_Written request_
Please add 62 to each number in the point coordinates within the stretch of data from the line containing "Place one point per instance of the concrete" through the end of the data. Write out only that stretch again, with every other line left unchanged.

_Data for the task_
— Begin —

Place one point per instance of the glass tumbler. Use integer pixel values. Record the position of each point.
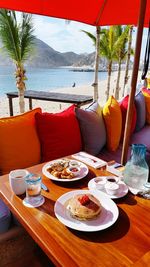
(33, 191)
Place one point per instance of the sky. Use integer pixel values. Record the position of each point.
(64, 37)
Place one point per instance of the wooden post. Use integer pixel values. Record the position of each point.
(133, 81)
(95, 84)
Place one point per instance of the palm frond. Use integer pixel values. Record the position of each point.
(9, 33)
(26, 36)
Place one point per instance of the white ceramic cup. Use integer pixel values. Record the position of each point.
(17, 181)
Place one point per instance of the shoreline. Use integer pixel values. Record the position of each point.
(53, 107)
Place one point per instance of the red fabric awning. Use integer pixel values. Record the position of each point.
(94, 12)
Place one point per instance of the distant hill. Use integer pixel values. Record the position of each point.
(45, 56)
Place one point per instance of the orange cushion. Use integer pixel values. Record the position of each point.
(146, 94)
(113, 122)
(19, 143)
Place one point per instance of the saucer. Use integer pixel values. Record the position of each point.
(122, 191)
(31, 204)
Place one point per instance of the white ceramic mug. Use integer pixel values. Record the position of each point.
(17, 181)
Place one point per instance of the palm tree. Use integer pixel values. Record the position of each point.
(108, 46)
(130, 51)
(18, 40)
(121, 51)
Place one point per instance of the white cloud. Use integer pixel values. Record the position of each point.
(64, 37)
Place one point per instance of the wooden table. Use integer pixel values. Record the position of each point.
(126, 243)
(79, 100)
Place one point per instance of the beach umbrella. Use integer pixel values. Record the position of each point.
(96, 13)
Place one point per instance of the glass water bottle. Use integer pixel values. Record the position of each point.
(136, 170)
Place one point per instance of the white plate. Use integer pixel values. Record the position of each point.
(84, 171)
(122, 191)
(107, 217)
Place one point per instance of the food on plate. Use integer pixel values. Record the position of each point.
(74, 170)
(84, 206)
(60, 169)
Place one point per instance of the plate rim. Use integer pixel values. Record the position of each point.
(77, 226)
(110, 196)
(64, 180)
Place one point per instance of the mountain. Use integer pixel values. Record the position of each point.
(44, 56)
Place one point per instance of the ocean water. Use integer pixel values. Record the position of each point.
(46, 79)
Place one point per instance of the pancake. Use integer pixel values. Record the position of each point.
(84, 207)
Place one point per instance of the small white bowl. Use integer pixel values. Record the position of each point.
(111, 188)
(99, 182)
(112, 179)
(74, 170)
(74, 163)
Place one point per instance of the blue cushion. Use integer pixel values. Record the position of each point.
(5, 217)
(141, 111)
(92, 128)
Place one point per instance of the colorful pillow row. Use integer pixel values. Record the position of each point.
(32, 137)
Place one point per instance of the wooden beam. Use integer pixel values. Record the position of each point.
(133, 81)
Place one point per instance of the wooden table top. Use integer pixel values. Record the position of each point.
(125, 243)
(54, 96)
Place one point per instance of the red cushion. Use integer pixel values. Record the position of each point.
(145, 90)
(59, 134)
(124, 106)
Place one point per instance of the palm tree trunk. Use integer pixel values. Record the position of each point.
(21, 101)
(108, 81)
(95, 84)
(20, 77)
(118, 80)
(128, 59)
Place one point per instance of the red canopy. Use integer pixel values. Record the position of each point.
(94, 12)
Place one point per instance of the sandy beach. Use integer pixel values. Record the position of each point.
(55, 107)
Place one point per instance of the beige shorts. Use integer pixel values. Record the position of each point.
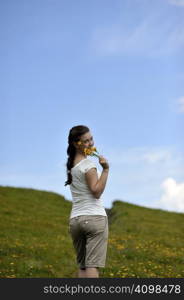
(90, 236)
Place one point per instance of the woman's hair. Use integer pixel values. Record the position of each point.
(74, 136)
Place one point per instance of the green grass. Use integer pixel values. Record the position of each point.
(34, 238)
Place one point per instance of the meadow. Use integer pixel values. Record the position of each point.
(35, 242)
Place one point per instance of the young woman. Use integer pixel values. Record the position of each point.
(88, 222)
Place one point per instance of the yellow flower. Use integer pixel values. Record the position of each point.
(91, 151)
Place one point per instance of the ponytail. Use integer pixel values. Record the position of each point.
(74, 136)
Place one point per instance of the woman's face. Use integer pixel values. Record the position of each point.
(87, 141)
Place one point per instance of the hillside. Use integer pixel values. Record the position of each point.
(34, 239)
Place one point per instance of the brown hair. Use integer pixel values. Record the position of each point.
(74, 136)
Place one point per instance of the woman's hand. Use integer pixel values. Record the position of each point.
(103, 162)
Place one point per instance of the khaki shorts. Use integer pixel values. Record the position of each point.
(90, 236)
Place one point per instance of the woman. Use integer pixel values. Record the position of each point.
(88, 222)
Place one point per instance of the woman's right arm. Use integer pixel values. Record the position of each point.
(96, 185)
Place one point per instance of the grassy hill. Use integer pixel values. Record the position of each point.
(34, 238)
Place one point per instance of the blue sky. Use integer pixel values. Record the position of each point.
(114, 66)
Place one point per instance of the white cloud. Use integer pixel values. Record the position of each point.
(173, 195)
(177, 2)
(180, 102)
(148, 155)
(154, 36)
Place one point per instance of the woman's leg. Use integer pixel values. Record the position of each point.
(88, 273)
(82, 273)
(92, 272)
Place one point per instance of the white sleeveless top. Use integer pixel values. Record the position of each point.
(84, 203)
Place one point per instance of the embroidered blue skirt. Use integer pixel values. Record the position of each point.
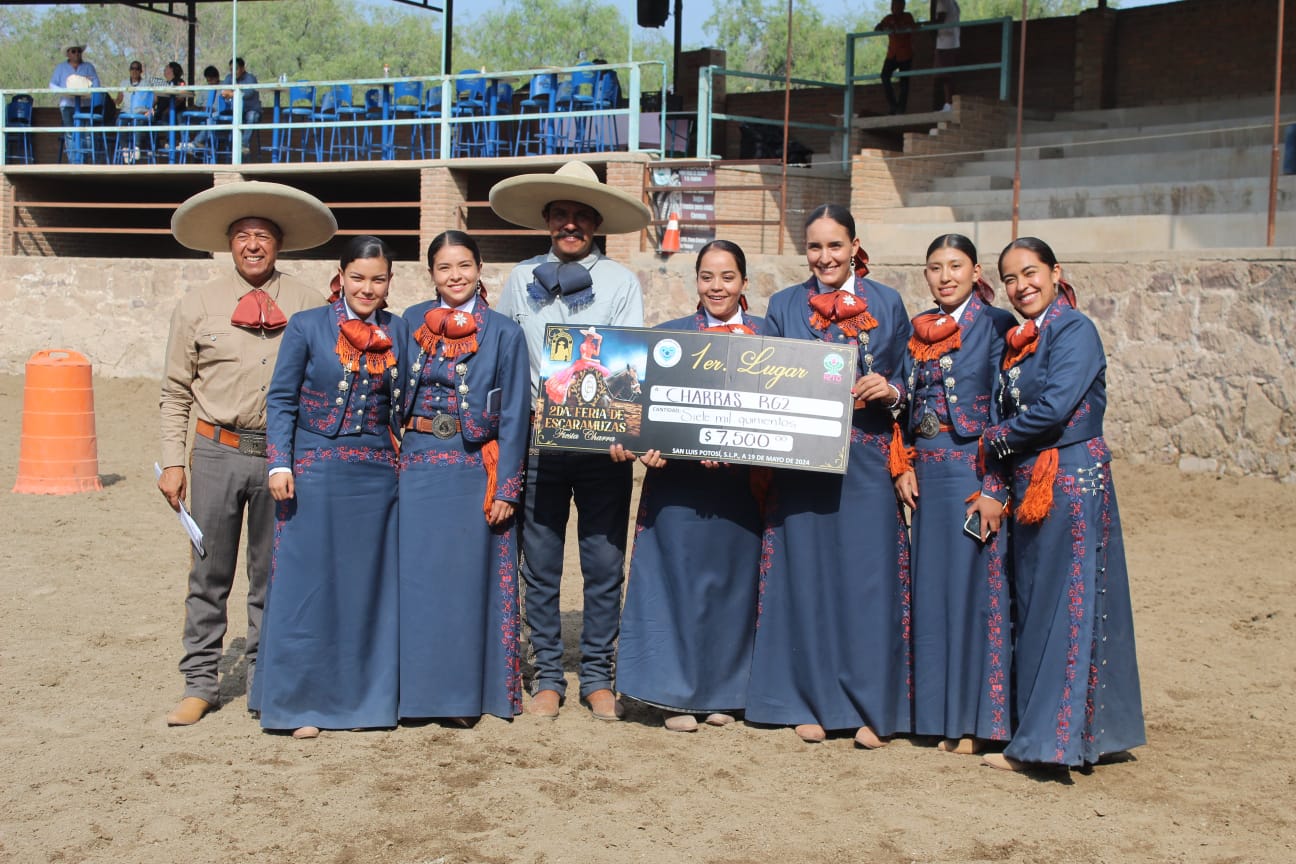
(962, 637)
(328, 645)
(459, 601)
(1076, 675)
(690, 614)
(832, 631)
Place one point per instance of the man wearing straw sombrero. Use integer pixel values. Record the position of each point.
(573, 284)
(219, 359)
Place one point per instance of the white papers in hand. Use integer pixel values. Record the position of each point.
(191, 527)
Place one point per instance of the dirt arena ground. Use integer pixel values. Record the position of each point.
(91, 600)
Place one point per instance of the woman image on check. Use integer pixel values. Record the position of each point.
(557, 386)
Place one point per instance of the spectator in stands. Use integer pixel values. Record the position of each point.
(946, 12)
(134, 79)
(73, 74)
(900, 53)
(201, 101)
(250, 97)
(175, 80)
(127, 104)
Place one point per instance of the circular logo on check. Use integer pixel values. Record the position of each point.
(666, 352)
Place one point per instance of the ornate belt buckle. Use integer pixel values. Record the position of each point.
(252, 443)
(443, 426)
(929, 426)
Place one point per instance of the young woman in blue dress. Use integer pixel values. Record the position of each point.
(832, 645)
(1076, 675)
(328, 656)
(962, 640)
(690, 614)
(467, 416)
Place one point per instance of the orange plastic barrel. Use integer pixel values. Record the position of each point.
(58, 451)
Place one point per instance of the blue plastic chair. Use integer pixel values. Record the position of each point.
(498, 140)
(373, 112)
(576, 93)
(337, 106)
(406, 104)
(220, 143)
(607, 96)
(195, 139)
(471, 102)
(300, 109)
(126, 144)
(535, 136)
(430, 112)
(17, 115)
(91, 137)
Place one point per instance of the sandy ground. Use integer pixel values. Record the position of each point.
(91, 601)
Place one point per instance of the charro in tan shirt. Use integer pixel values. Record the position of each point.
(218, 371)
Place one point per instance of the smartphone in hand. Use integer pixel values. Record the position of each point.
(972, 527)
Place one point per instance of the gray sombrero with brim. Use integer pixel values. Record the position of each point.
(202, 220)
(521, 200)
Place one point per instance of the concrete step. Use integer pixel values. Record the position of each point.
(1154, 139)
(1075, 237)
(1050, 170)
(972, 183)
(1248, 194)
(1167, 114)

— End —

_Correct answer_
Place one point per instance of the concrete step. Use integer pixel values. Record the position of each point.
(1216, 201)
(1137, 299)
(1112, 232)
(1034, 245)
(1310, 256)
(1229, 176)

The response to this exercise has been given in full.